4.1 What h Means in SPI — A Precise Definition
Net pay h is not simply the gross reservoir interval. It is the thickness of reservoir rock that meets specific petrophysical quality criteria AND is perforated and contributing to production. Three h concepts must be kept distinct:
Gross Reservoir (H)
Total reservoir interval from top to base, including poor-quality rock, shales, and tight streaks. H is read from the well trajectory between reservoir top and base picks.
Net Pay (h)
Subset of H meeting petrophysical cut-offs for porosity (φ), shale volume (Vsh), and water saturation (Sw). Net-to-gross NTG = h/H. This is the h in the Darcy radial inflow equation.
Perforated Pay (hperf)
The subset of net pay that has been perforated. If only 60% of net pay is shot, hperf = 0.6h. The effective producing interval is hperf, not h. Using h instead of hperf under-estimates SPI.
Common error: Engineers sometimes use gross reservoir thickness H (e.g., from a formation tops report) instead of net pay h in SPI calculations. In a reservoir with NTG = 0.7, this gives SPI values that are 30% too low. Always use the net pay h from petrophysical interpretation, with clearly documented cut-off criteria, for SPI calculation.
4.2 Partial Perforation Effect on J and SPI
When only a fraction of the net pay is perforated, two things happen: (1) the directly contributing thickness is reduced (fewer STB/day per psi), and (2) there is an additional skin-like effect called partial penetration skin Spp arising from the 3D convergence of flow from the unperforation intervals into the perforated zone. This is treated in more depth in Topic 3.1 (Skin Components); here we focus on the SPI implications.

* THE RECORDS:
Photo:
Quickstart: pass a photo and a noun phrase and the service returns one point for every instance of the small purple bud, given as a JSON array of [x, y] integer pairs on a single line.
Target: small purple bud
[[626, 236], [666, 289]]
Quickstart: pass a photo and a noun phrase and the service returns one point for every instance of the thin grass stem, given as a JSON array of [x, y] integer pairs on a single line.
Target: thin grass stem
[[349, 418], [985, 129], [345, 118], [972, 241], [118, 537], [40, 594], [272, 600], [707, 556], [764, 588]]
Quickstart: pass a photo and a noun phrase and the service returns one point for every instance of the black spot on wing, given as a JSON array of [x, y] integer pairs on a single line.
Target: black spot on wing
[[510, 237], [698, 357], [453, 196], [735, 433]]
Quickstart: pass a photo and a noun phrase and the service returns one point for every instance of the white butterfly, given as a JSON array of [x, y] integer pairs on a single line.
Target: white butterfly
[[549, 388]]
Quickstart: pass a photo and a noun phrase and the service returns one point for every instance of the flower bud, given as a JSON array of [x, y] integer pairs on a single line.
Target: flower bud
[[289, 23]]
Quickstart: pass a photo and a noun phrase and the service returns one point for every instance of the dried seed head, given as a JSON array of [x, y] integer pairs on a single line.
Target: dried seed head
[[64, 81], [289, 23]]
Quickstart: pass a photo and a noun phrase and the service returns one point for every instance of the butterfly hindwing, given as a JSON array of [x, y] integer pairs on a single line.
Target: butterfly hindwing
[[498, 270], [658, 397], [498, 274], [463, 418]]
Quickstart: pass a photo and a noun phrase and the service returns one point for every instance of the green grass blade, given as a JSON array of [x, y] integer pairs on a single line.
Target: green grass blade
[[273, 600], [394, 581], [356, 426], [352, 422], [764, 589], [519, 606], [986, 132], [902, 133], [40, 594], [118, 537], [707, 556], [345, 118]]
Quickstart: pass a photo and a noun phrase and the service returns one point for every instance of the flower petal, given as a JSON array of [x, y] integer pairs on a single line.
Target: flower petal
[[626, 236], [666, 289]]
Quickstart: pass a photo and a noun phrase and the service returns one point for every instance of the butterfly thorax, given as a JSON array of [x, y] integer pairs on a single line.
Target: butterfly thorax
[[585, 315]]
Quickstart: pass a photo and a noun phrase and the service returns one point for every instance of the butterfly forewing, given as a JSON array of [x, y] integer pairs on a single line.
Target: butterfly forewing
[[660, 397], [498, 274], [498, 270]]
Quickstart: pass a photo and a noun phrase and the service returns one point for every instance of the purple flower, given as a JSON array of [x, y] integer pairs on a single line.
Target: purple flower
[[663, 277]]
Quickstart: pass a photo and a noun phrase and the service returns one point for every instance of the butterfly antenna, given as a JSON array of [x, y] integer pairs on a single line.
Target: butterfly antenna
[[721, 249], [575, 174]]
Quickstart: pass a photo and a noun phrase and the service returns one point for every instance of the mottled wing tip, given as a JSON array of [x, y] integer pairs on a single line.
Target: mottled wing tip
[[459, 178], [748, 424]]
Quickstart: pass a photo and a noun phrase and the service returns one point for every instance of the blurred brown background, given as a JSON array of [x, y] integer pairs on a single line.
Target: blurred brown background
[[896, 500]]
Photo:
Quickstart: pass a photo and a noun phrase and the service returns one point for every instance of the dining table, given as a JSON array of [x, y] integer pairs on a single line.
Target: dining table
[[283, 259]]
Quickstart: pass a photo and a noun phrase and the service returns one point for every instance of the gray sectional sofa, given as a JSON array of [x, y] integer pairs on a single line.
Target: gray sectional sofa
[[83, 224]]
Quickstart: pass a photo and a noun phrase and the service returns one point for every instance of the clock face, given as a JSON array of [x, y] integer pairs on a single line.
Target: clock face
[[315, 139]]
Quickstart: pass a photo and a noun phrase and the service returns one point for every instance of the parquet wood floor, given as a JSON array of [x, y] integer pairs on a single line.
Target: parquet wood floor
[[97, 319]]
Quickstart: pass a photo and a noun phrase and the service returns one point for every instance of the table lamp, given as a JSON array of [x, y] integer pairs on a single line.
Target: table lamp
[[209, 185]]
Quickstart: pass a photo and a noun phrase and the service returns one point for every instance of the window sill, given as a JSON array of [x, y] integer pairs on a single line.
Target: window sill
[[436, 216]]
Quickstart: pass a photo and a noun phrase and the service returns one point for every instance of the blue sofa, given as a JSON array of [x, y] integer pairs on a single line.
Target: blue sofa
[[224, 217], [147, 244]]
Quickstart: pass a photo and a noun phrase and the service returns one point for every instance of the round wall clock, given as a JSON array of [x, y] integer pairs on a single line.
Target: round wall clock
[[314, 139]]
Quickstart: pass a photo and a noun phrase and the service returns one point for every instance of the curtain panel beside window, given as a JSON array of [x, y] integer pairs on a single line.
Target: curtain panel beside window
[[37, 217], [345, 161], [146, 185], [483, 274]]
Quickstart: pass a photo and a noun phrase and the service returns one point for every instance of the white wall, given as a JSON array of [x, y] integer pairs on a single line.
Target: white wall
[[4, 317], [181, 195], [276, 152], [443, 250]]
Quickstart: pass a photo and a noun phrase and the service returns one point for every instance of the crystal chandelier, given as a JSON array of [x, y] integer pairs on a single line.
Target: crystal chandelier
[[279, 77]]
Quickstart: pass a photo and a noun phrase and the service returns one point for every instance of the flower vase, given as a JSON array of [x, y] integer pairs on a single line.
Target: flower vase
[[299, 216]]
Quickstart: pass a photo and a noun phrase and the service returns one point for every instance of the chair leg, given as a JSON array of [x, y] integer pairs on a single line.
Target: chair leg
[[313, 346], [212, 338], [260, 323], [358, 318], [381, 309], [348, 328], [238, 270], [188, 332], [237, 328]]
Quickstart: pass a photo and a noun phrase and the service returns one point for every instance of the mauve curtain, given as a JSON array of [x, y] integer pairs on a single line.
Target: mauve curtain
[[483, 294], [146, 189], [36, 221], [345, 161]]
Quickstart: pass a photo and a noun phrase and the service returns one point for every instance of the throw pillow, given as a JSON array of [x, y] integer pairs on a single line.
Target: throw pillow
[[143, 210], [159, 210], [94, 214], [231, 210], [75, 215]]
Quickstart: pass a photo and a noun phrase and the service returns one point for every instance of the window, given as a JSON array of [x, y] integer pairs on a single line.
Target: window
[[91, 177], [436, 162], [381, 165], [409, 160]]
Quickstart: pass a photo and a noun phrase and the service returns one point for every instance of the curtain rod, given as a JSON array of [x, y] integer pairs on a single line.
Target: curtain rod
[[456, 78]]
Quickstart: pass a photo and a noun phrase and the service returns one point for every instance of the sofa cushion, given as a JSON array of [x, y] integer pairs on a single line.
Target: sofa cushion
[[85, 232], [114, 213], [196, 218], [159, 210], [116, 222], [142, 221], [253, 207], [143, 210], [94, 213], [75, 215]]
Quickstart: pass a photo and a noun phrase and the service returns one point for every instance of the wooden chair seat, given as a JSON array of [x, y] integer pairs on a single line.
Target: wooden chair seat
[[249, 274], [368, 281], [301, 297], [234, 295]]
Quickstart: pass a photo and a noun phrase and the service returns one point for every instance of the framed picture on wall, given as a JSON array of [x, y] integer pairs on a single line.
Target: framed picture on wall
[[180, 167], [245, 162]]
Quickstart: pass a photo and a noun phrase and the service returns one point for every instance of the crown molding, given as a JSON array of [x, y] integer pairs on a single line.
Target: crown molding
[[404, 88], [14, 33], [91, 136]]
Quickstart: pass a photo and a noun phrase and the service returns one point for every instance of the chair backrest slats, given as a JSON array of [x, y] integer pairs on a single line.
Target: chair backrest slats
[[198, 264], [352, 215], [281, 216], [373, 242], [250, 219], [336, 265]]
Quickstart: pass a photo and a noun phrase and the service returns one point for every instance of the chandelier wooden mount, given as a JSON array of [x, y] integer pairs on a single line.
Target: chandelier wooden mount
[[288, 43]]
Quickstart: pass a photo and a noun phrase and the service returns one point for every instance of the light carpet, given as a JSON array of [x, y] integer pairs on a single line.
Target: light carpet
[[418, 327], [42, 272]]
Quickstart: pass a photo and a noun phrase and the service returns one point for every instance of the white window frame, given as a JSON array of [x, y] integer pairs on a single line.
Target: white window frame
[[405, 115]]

* PROBLEMS TO SOLVE:
A: Copy out the listing line for line, starting with the line that contains "of the crown" and running through the listing's last line.
B: Pick up the passage on net pay and partial perforation after its last sentence and continue it.
The passage on net pay thickness and the listing are unrelated material.

* THE RESPONSES:
A:
Quickstart: pass a photo and a noun phrase and the service returns one point for every instance of the crown molding, given as a JSON array of [x, y] integer pairs on a single line.
Target: crown molding
[[404, 88], [14, 33], [91, 136]]
Quickstart: pass a photo and a noun phrase and the service returns one point for every instance of the chair backrest slats, given as a JSON array of [x, y] integer pairs on a single line.
Target: chair backrest slats
[[198, 264], [352, 215], [281, 216], [373, 242], [250, 219], [336, 265]]
Quickstart: pass a photo and a noun phrase and the service returns one point for every instance of the chandelier wooden mount, given as a JSON array of [x, y] integer pairs on a single line.
Target: chandelier wooden mount
[[288, 43]]
Quickstart: pass a photo and a noun phrase and the service returns one point for every instance of the light carpet, given as a JSON array of [x, y] integer pairs on a single line.
Target: light carpet
[[418, 327], [42, 272]]
Quickstart: pass a photo and a noun phrase and the service returns one point for every instance of the white window frame, given as a JSON array of [x, y] integer pairs on a single line.
Target: white window frame
[[405, 115]]

B:
The simplest approximation for the effect of partial perforation on J is:
Jpartial ≈ (hperf/h) × Jfull × CFh_perf = perforated interval (ft) | h = total net pay (ft) | J_full = J if entire net pay were perforated
CF = correction factor for 3D flow geometry convergence (CF < 1.0; typically 0.75–0.95 for partial perforations spanning >50% of pay; requires Cinco-Ley or Saidikowski correlation for more accuracy)
The SPI calculated from a partial perforation therefore under-estimates the true reservoir SPI. To get the correct SPI for reservoir characterisation, you must either: (a) perforate the full net pay and measure Jfull, or (b) correct Jpartial using the partial penetration factor before dividing by total h.
WORKED EXAMPLE 3Partial Perforation Correction — KRM-2 Completion Assessment
Context: KRM-2 has total net pay h = 95 ft (same reservoir quality as KRM-4). The original completion perforated only the top 55 ft (hperf = 55 ft, covering intervals of known better quality). Measured J from a well test = 0.41 STB/day/psi. CF = 0.88 (estimated from partial penetration correlation for hperf/h = 0.58).
Step 1: SPI calculated naively using h_perf:
SPI_naive = J / h_perf = 0.41 / 55 = 0.00745 STB/d/psi/ft
Step 2: SPI if we mistakenly used total h:
SPI_wrong = J / h = 0.41 / 95 = 0.00432 STB/d/psi/ft (too low — will appear as poor rock)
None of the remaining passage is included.